┌──

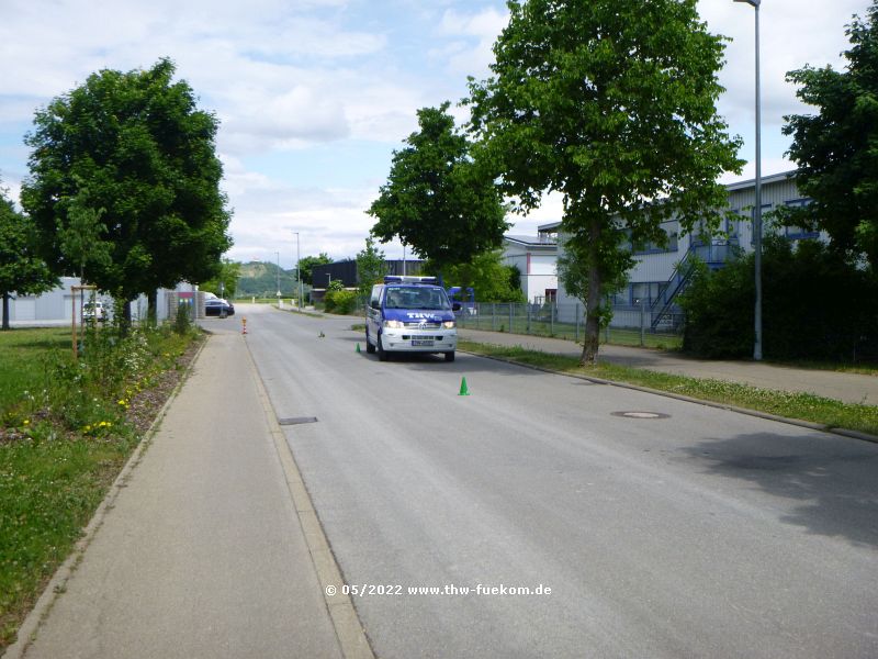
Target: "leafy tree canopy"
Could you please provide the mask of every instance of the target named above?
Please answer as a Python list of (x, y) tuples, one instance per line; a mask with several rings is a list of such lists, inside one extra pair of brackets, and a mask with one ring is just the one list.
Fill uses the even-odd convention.
[(299, 260), (299, 269), (301, 270), (302, 281), (311, 286), (314, 284), (312, 278), (312, 269), (314, 266), (327, 266), (333, 263), (328, 254), (320, 252), (317, 256), (306, 256)]
[[(22, 204), (41, 254), (57, 273), (85, 267), (123, 300), (215, 277), (232, 244), (216, 119), (196, 109), (173, 74), (170, 59), (93, 74), (38, 110), (25, 137), (32, 154)], [(83, 227), (106, 248), (71, 249)]]
[(239, 277), (240, 264), (224, 258), (219, 267), (219, 276), (203, 282), (201, 289), (221, 298), (234, 298), (237, 292)]
[(790, 71), (799, 99), (817, 114), (785, 116), (788, 155), (799, 166), (799, 190), (813, 201), (790, 222), (825, 230), (833, 246), (866, 255), (878, 271), (878, 2), (846, 31), (844, 71), (810, 66)]
[(368, 211), (378, 219), (375, 237), (398, 236), (440, 271), (498, 247), (509, 226), (493, 177), (471, 157), (448, 108), (418, 110), (420, 130), (394, 152), (389, 181)]
[(357, 278), (359, 279), (358, 293), (365, 298), (375, 283), (381, 283), (387, 272), (384, 252), (375, 247), (372, 236), (367, 236), (365, 247), (357, 255)]
[(471, 80), (477, 159), (492, 163), (517, 209), (544, 191), (564, 198), (562, 231), (588, 272), (583, 362), (597, 355), (601, 295), (631, 259), (627, 238), (666, 239), (719, 221), (724, 170), (739, 139), (717, 115), (722, 37), (696, 0), (528, 0), (509, 3), (493, 77)]

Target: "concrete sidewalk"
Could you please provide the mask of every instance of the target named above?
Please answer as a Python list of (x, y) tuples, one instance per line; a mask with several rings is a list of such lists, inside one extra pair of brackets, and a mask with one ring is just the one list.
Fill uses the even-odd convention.
[[(458, 335), (477, 343), (521, 346), (543, 353), (578, 357), (582, 346), (561, 338), (459, 328)], [(846, 403), (878, 405), (878, 376), (773, 366), (755, 361), (710, 361), (649, 348), (601, 345), (599, 359), (633, 368), (752, 384), (763, 389), (801, 391)]]
[(34, 643), (8, 657), (346, 655), (350, 629), (334, 623), (291, 494), (297, 470), (274, 439), (245, 339), (217, 332), (114, 488)]

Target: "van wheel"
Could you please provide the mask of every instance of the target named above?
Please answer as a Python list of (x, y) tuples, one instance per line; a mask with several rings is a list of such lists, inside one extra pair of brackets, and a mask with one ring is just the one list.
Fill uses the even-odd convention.
[(375, 337), (375, 339), (376, 339), (376, 344), (378, 344), (375, 349), (378, 350), (379, 361), (386, 361), (387, 358), (390, 357), (390, 355), (387, 354), (387, 350), (384, 349), (384, 345), (381, 343), (382, 342), (381, 334), (379, 334)]

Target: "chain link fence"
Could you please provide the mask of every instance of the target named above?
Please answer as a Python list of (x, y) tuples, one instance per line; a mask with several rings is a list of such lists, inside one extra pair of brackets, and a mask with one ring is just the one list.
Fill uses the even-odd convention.
[[(583, 305), (463, 303), (458, 312), (461, 328), (530, 334), (582, 342), (585, 336)], [(648, 304), (614, 305), (612, 322), (601, 331), (604, 343), (655, 348), (676, 348), (683, 343), (680, 310), (658, 311)]]

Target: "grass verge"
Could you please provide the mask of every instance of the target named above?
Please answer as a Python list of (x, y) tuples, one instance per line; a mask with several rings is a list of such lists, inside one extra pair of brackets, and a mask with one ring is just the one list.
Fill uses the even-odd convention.
[(67, 558), (200, 335), (120, 338), (92, 330), (74, 360), (69, 330), (0, 333), (0, 652)]
[(855, 405), (810, 393), (775, 391), (736, 382), (689, 378), (607, 362), (599, 362), (594, 367), (581, 367), (575, 357), (528, 350), (520, 346), (496, 346), (469, 340), (461, 340), (458, 346), (462, 350), (476, 355), (516, 364), (614, 382), (626, 382), (702, 401), (808, 421), (829, 428), (845, 428), (878, 436), (878, 406), (876, 405)]

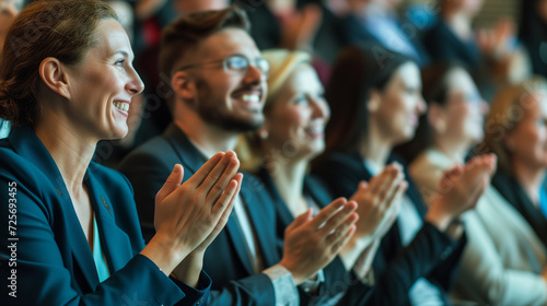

└──

Brief »
Copy out all of the lines above word for word, but omit the pictures.

Task response »
Target: "leafy tree canopy"
Could you please provide the mask of every instance of the target named above?
Please answer as a Python list of (x, y) tuples, one instance per line; a mask with several rings is a list of such lists, inside one extra pair of brackets, and a mask with one ring is just the one list.
Fill uses the even-odd convention.
[(299, 260), (299, 269), (301, 270), (302, 281), (311, 286), (314, 284), (312, 278), (312, 269), (314, 266), (327, 266), (333, 263), (328, 254), (320, 252), (317, 256), (306, 256)]
[[(22, 204), (41, 254), (57, 273), (85, 267), (123, 300), (215, 277), (232, 244), (216, 119), (196, 109), (173, 74), (170, 59), (93, 74), (38, 110), (25, 137), (32, 154)], [(83, 227), (106, 248), (71, 249)]]
[(239, 277), (240, 264), (224, 258), (219, 267), (219, 276), (203, 282), (201, 289), (221, 298), (234, 298), (237, 292)]
[(790, 71), (799, 99), (817, 114), (785, 116), (788, 155), (799, 166), (799, 190), (813, 201), (790, 222), (825, 230), (833, 246), (866, 255), (878, 271), (878, 2), (846, 31), (844, 71), (810, 66)]
[(368, 211), (378, 219), (375, 237), (398, 236), (440, 271), (498, 247), (509, 226), (493, 177), (471, 157), (448, 108), (418, 110), (420, 130), (394, 152), (389, 181)]
[(357, 278), (359, 279), (358, 293), (365, 298), (375, 283), (381, 283), (387, 272), (384, 252), (375, 247), (372, 236), (367, 236), (365, 247), (357, 255)]
[(471, 80), (477, 159), (492, 163), (517, 209), (544, 191), (564, 198), (562, 231), (588, 272), (583, 362), (597, 355), (601, 295), (631, 259), (627, 238), (666, 239), (719, 221), (724, 170), (739, 139), (717, 115), (722, 37), (696, 0), (528, 0), (509, 3), (493, 77)]

Target: "concrete sidewalk"
Could you please provide the mask of every instance of the target named above?
Please answer as a Python list of (x, y) tuples, one instance per line; a mask with several rings is a list of such lists, inside one extra pair of brackets, and a mask with one ring is just the one list.
Fill uses the even-odd convention.
[[(458, 335), (477, 343), (521, 346), (543, 353), (578, 357), (582, 346), (561, 338), (459, 328)], [(846, 403), (878, 405), (878, 376), (773, 366), (755, 361), (710, 361), (649, 348), (601, 345), (599, 359), (633, 368), (752, 384), (763, 389), (801, 391)]]
[(34, 643), (8, 657), (346, 655), (350, 629), (334, 623), (291, 494), (297, 470), (274, 439), (245, 339), (217, 332), (114, 488)]

Target: "van wheel"
Could you please provide the mask of every instance of the target named above?
Please answer as a Python list of (x, y) tuples, one instance per line; a mask with several rings is a list of such lists, inside one extra pair of brackets, and a mask with one ring is just the one list.
Fill uses the even-odd convention.
[(375, 337), (375, 339), (376, 339), (376, 344), (378, 344), (375, 349), (378, 350), (379, 361), (386, 361), (387, 358), (390, 357), (390, 355), (387, 354), (387, 350), (384, 349), (384, 345), (381, 343), (382, 342), (381, 334), (379, 334)]

Target: "chain link fence"
Could you please provide the mask of every instance of the target named above?
Please answer as a Python list of (x, y) tuples, one instance per line; a mask with several rings is a list of such lists, inside one extra pair of brackets, and a mask with one ring is just the one list.
Fill uses the even-odd convention.
[[(583, 305), (463, 303), (458, 312), (461, 328), (530, 334), (582, 342), (585, 336)], [(648, 304), (614, 305), (612, 322), (601, 331), (604, 343), (655, 348), (676, 348), (683, 343), (680, 310), (658, 311)]]

Target: "grass verge"
Could you please provide the mask of every instance of the target named above?
Please answer as a Python list of (x, y) tuples, one instance per line; a mask with several rings is a list of such lists, inside one extra pair of brackets, and a mask with one ring is just the one list.
Fill uses the even-odd convention.
[(67, 558), (200, 335), (120, 338), (92, 330), (74, 360), (69, 330), (0, 333), (0, 652)]
[(855, 405), (810, 393), (775, 391), (736, 382), (689, 378), (607, 362), (599, 362), (594, 367), (581, 367), (575, 357), (528, 350), (520, 346), (496, 346), (469, 340), (461, 340), (458, 346), (462, 350), (476, 355), (516, 364), (614, 382), (626, 382), (702, 401), (808, 421), (829, 428), (845, 428), (878, 436), (878, 406), (876, 405)]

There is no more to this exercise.